> Given request
Reproduce all of these lines with every "integer pixel coords" changed to "whole-number pixel coordinates" and nothing else altered. Leave the pictures out of your answer.

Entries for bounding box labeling
================================

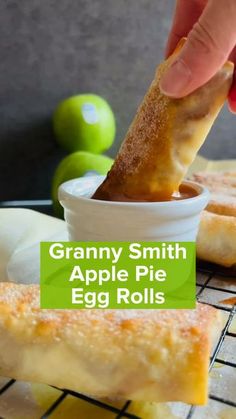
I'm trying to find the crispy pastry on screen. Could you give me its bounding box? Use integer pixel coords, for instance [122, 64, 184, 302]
[93, 40, 233, 201]
[197, 211, 236, 267]
[0, 283, 221, 404]
[192, 171, 236, 267]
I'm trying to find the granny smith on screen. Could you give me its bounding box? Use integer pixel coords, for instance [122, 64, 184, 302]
[53, 94, 116, 153]
[52, 151, 113, 218]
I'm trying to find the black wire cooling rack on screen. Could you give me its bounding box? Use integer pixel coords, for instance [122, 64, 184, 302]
[0, 201, 236, 419]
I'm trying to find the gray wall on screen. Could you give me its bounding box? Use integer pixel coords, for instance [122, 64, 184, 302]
[0, 0, 236, 200]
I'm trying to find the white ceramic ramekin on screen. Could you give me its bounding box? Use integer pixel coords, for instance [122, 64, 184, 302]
[59, 176, 209, 241]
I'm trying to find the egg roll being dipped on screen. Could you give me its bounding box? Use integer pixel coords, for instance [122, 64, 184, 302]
[93, 39, 234, 201]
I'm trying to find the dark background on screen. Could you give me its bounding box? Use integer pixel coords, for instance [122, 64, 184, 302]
[0, 0, 236, 200]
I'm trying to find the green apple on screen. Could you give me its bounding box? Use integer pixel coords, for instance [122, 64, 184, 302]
[52, 151, 113, 218]
[53, 94, 116, 154]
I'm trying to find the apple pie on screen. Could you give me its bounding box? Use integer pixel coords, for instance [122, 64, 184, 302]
[93, 39, 234, 201]
[192, 171, 236, 267]
[0, 283, 221, 404]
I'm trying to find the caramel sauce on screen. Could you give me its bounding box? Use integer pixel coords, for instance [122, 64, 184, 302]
[92, 185, 198, 202]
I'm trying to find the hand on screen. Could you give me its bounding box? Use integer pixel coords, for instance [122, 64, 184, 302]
[160, 0, 236, 113]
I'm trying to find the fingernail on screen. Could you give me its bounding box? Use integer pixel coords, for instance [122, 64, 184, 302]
[160, 59, 191, 97]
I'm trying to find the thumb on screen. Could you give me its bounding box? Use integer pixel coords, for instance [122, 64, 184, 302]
[160, 0, 236, 98]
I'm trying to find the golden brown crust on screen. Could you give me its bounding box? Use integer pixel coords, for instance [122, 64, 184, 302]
[197, 211, 236, 267]
[192, 170, 236, 217]
[191, 170, 236, 267]
[0, 283, 219, 404]
[94, 40, 233, 201]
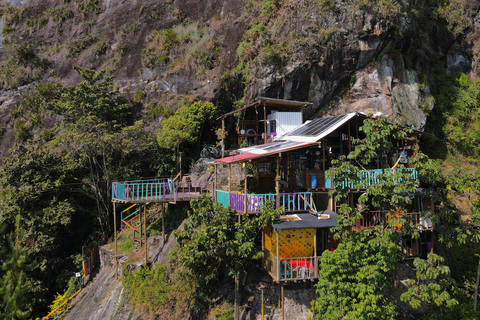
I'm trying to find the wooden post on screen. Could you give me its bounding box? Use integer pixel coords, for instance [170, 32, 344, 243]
[140, 204, 148, 268]
[473, 260, 480, 310]
[313, 229, 318, 277]
[113, 202, 118, 279]
[233, 272, 240, 320]
[280, 283, 285, 320]
[222, 118, 225, 158]
[347, 122, 352, 154]
[322, 138, 327, 172]
[244, 162, 248, 216]
[138, 206, 143, 248]
[274, 231, 281, 282]
[213, 163, 217, 202]
[275, 153, 282, 209]
[262, 288, 265, 320]
[162, 203, 165, 245]
[278, 281, 282, 309]
[179, 152, 182, 182]
[228, 163, 232, 205]
[263, 102, 267, 144]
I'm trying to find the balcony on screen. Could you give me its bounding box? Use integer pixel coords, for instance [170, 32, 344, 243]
[325, 168, 418, 189]
[112, 178, 213, 203]
[215, 190, 315, 213]
[352, 211, 433, 230]
[263, 250, 318, 282]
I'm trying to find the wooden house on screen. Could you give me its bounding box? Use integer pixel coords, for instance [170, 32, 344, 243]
[215, 104, 433, 282]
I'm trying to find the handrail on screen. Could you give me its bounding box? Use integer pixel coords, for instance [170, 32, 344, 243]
[216, 190, 313, 213]
[325, 168, 418, 189]
[112, 179, 213, 202]
[42, 288, 82, 320]
[263, 250, 318, 281]
[122, 220, 140, 231]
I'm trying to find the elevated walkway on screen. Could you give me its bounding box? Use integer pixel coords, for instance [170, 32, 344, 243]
[112, 178, 214, 204]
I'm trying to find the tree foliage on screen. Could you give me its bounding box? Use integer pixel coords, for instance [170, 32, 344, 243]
[0, 215, 34, 320]
[314, 116, 453, 319]
[157, 101, 217, 155]
[0, 68, 159, 315]
[400, 253, 458, 316]
[174, 197, 281, 302]
[313, 231, 398, 319]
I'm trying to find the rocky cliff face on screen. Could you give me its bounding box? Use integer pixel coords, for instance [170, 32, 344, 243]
[0, 0, 480, 149]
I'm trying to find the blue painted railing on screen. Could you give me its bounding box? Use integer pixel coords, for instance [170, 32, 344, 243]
[325, 168, 418, 189]
[215, 190, 230, 208]
[112, 179, 213, 202]
[216, 190, 313, 213]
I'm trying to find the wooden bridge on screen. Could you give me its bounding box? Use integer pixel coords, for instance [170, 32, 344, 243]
[112, 178, 214, 203]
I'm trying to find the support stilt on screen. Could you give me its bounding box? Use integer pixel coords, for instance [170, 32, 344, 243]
[162, 203, 165, 245]
[280, 283, 285, 320]
[113, 202, 118, 279]
[140, 204, 148, 268]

================================

> Solution
I'm trying to find the crispy pastry on screen. Could you give me its bounding box? Use whole-number pixel coordinates, for instance [122, 64, 184, 302]
[93, 40, 233, 201]
[197, 211, 236, 267]
[0, 283, 221, 404]
[192, 171, 236, 267]
I'm trying to find the granny smith on screen. Could you give me its bounding box? Use whole-number pixel coordinates, for instance [122, 64, 184, 302]
[53, 94, 116, 153]
[52, 151, 113, 218]
I'm trying to find the black wire cooling rack on screen. Could you give me its bounding box? Use whole-number pixel coordinates, for instance [122, 64, 184, 302]
[0, 201, 236, 419]
I'm trying to find the gray wall on screen. Could you give me its bounding box? Use whole-number pixel coordinates, for instance [122, 64, 184, 302]
[0, 0, 236, 200]
I'm trying to find the white ceramic ramekin on screen. Could you give me its bounding box? Use whole-number pixel coordinates, for instance [122, 64, 184, 302]
[59, 176, 209, 241]
I'm trying to find the egg roll being dipped on screen. Could you give me its bounding box? Use whole-number pixel coordinates, for instance [122, 64, 184, 302]
[93, 39, 234, 201]
I'm trying to find the dark background on screen. Could you give me its bounding box? Use whole-number pixel coordinates, for instance [122, 64, 184, 302]
[0, 0, 236, 200]
I'm trying to find the green apple on screen. Could you give me its bounding box? Use whole-number pixel coordinates, for instance [122, 64, 184, 302]
[52, 151, 113, 218]
[53, 94, 116, 154]
I'm trying to find the apple pie on screen. Could you give me its bounding box? Use whole-number pixel coordinates, for instance [122, 64, 184, 302]
[93, 39, 234, 201]
[192, 171, 236, 267]
[0, 283, 221, 404]
I'm trying to find the caramel sauce on screen. Could you give me its bounding box? Use whole-number pixel coordinates, for instance [122, 64, 184, 302]
[92, 185, 198, 202]
I'm trying to find the hand on screen. Could you give me its bounding box? Use whole-number pixel coordinates, for instance [122, 64, 184, 302]
[160, 0, 236, 113]
I'm trying to find the fingernail on screen. Could you give me its bounding box? Use whole-number pixel coordinates, for instance [122, 64, 184, 302]
[160, 59, 191, 97]
I'm trying to find the thumb on screen. Could you give me its bounding box? Use whole-number pixel coordinates, for instance [122, 64, 184, 302]
[160, 0, 236, 98]
I'm trying to find the golden brown crust on screen. Could you give me its bounding box? Use whole-number pixel coordinates, for instance [122, 64, 184, 302]
[197, 211, 236, 267]
[192, 170, 236, 217]
[191, 170, 236, 267]
[0, 283, 219, 404]
[94, 40, 233, 201]
I'm trying to find the wooden post on screen. Could you give me its bounding box? Use whole-number pixel coordinates, for instance [170, 32, 344, 243]
[140, 204, 148, 268]
[473, 260, 480, 310]
[313, 229, 318, 277]
[113, 202, 118, 279]
[233, 272, 240, 320]
[280, 283, 285, 320]
[222, 118, 225, 158]
[347, 122, 352, 154]
[322, 138, 327, 172]
[244, 162, 248, 216]
[138, 206, 143, 248]
[274, 231, 281, 282]
[213, 163, 217, 202]
[275, 153, 282, 209]
[262, 288, 265, 320]
[162, 203, 165, 245]
[278, 281, 282, 309]
[179, 152, 182, 182]
[228, 163, 232, 205]
[263, 102, 267, 144]
I'm trying to find the balcony on screen. Could you give me its bounding box? Use whole-number pixel coordinates, for instance [170, 32, 344, 243]
[325, 168, 418, 189]
[112, 178, 213, 203]
[215, 190, 315, 213]
[352, 211, 433, 230]
[263, 250, 318, 282]
I'm trying to find the wooden house on screen. Could you give me its bounding box? Use whole-number pixel coordinates, for instance [170, 32, 344, 243]
[215, 104, 433, 282]
I'm trying to find the handrail on screen. Could you give me its bounding box? Use whole-number pixel coordinates, for instance [170, 32, 344, 243]
[216, 190, 313, 213]
[325, 168, 418, 189]
[112, 179, 213, 202]
[42, 288, 82, 320]
[263, 250, 318, 281]
[122, 220, 140, 231]
I'm trying to find the elevated walkway on screen. Could you give me its bounding box? Use whole-number pixel coordinates, for instance [170, 32, 344, 243]
[112, 178, 214, 204]
I'm trying to find the tree foliage on screen. Could you give me its bounding box? Use whole-number pixel coordinates, for instance [170, 32, 344, 243]
[0, 215, 34, 320]
[314, 116, 453, 319]
[157, 101, 217, 155]
[0, 68, 159, 315]
[400, 253, 458, 316]
[174, 197, 281, 302]
[313, 231, 398, 319]
I'm trying to find the rocky cliff face on screen. Could you give me its bounding box? Use whole-number pixel coordinates, for instance [170, 32, 344, 243]
[0, 0, 480, 149]
I'm trying to find the blue painted railing on screen. Could you give me its bounding box? Use whole-number pixel coordinates, for instance [170, 32, 344, 243]
[325, 168, 418, 189]
[215, 190, 230, 208]
[112, 179, 213, 202]
[216, 190, 313, 213]
I'm trying to find the wooden bridge on screen. Could you give me its bounding box? Use whole-number pixel coordinates, for instance [170, 32, 344, 243]
[112, 178, 214, 203]
I'm trying to find the support stilt on screen. Could you give me its bounding box? Use whole-number pixel coordinates, for instance [170, 32, 344, 243]
[162, 203, 165, 245]
[280, 283, 285, 320]
[113, 202, 118, 279]
[140, 204, 148, 268]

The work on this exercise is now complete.